* Begin EXCERPTED DATA *

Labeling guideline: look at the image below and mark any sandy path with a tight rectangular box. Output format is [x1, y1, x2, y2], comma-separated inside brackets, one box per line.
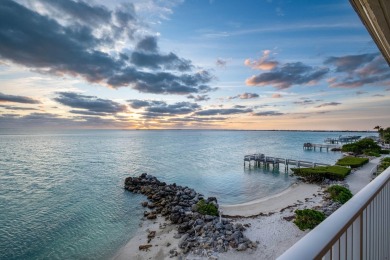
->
[220, 183, 321, 217]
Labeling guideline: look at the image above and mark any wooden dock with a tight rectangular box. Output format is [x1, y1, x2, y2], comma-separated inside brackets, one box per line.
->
[303, 143, 341, 152]
[244, 153, 330, 170]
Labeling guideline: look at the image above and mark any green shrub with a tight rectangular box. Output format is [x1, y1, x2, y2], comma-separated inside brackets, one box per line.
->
[364, 151, 381, 157]
[341, 138, 381, 154]
[294, 209, 325, 231]
[377, 157, 390, 175]
[336, 156, 369, 168]
[291, 165, 351, 181]
[326, 185, 353, 204]
[196, 200, 218, 216]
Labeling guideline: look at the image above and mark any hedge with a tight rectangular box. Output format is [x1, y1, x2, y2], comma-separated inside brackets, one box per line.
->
[294, 209, 325, 231]
[291, 165, 351, 181]
[326, 185, 353, 204]
[336, 156, 369, 168]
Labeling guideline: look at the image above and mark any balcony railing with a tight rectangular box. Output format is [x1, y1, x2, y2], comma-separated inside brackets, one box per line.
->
[278, 167, 390, 260]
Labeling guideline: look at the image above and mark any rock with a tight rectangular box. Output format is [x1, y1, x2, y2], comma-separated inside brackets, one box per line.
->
[146, 213, 157, 219]
[138, 245, 152, 251]
[148, 231, 156, 243]
[237, 243, 247, 251]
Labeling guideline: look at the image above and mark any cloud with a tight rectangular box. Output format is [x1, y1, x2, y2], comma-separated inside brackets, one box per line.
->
[228, 92, 260, 99]
[187, 94, 210, 102]
[252, 111, 284, 116]
[316, 102, 341, 108]
[238, 93, 259, 99]
[0, 92, 41, 104]
[215, 58, 227, 68]
[135, 36, 158, 52]
[195, 108, 252, 116]
[54, 92, 127, 115]
[69, 110, 109, 116]
[0, 0, 214, 95]
[293, 98, 315, 106]
[244, 50, 279, 70]
[324, 53, 390, 88]
[245, 62, 329, 89]
[0, 104, 39, 110]
[0, 113, 132, 129]
[128, 99, 200, 118]
[130, 36, 193, 71]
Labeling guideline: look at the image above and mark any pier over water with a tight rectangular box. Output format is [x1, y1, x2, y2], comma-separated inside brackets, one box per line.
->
[244, 153, 330, 170]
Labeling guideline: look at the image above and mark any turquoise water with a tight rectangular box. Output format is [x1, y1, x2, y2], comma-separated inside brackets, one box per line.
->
[0, 130, 370, 259]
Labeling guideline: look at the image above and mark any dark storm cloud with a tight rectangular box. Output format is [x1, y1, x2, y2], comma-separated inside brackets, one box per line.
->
[40, 0, 111, 25]
[135, 36, 158, 52]
[0, 0, 213, 95]
[316, 102, 341, 108]
[187, 94, 210, 102]
[0, 91, 41, 104]
[324, 53, 390, 88]
[246, 62, 329, 89]
[0, 113, 131, 128]
[253, 111, 284, 116]
[128, 99, 200, 118]
[195, 108, 253, 116]
[54, 92, 127, 114]
[130, 51, 192, 71]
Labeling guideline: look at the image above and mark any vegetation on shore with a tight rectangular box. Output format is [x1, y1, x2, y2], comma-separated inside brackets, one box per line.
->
[341, 138, 382, 156]
[196, 199, 218, 216]
[326, 185, 353, 204]
[374, 125, 390, 144]
[377, 157, 390, 175]
[336, 156, 369, 168]
[291, 165, 351, 182]
[294, 209, 325, 231]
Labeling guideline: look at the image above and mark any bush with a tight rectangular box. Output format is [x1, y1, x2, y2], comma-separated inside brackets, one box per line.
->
[336, 156, 369, 168]
[364, 151, 381, 157]
[326, 185, 353, 204]
[291, 165, 351, 181]
[341, 138, 381, 154]
[377, 157, 390, 175]
[294, 209, 325, 231]
[196, 200, 218, 216]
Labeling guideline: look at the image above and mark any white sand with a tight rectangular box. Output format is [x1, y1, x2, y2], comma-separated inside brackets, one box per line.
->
[114, 159, 379, 260]
[220, 183, 321, 217]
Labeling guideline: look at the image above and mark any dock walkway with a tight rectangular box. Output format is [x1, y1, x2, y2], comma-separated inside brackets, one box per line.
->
[303, 143, 341, 152]
[244, 153, 330, 169]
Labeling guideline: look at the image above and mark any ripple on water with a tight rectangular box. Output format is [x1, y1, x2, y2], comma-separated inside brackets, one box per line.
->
[0, 131, 368, 260]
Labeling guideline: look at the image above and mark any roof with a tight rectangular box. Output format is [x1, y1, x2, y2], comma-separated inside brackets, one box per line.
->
[350, 0, 390, 66]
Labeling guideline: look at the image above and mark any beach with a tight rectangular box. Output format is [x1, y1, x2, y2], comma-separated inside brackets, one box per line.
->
[113, 158, 380, 260]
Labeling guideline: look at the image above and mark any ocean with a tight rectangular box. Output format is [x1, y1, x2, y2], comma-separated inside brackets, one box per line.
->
[0, 130, 372, 260]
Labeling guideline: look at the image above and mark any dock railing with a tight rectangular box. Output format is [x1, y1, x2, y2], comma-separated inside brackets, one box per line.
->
[278, 167, 390, 260]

* End EXCERPTED DATA *

# TASK OBJECTIVE
Select every line of the material that contains the string "dock", and copy each of those lines.

# COMPLETE OUTPUT
Labeling guideline: look at the image above and mark any wooden dock with a tight rectangular box. Output format is [x1, y1, x2, y2], comma-separated inside brackets, one box per line.
Labeling guideline: look at the image above and mark any dock walkway with a tight rectangular box. Output format is [x1, y1, x2, y2], comma-separated inside brackets, one box per line.
Labeling guideline: look at the image above and mark any dock railing with a tight rectangular box. Output format is [x1, y1, x2, y2], comma-separated inside brackets, one box per line.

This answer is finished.